_The problem_
Please give the listing again in full, leaving out its images.

_Extracted data_
^^^^^^^^^^^^^^^^

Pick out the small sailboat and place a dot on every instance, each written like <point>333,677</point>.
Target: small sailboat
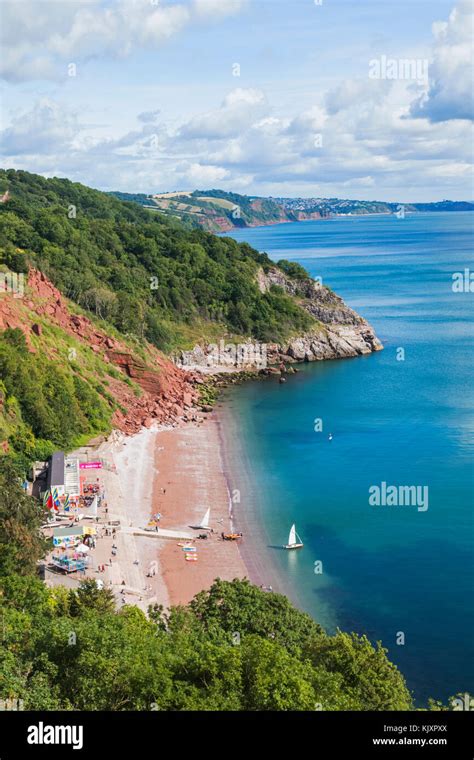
<point>204,524</point>
<point>294,541</point>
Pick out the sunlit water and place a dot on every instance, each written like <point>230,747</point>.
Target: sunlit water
<point>386,570</point>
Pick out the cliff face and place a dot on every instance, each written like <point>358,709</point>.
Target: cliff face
<point>167,393</point>
<point>339,332</point>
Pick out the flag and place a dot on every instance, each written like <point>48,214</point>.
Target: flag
<point>56,502</point>
<point>48,500</point>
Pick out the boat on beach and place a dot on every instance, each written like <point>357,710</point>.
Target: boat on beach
<point>294,541</point>
<point>204,524</point>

^^^^^^^^^^^^^^^^

_Task answer_
Pick out the small sailboat and place a dot on every instance, each written like <point>333,677</point>.
Target: small sailboat
<point>204,524</point>
<point>294,541</point>
Pick out the sunlit water and place a dot on every instance, each written like <point>230,747</point>.
Target: sunlit water
<point>386,570</point>
Pick out the cliff face and place a dot on every instance, each written like <point>358,709</point>.
Target: cliff face
<point>167,393</point>
<point>339,332</point>
Pick out the flag and place a dot on every instance, each written like <point>48,214</point>.
Target: flag
<point>56,502</point>
<point>48,500</point>
Pick out the boat on beach and place a dot on every instance, each written like <point>357,710</point>.
Target: boat on beach
<point>294,541</point>
<point>204,524</point>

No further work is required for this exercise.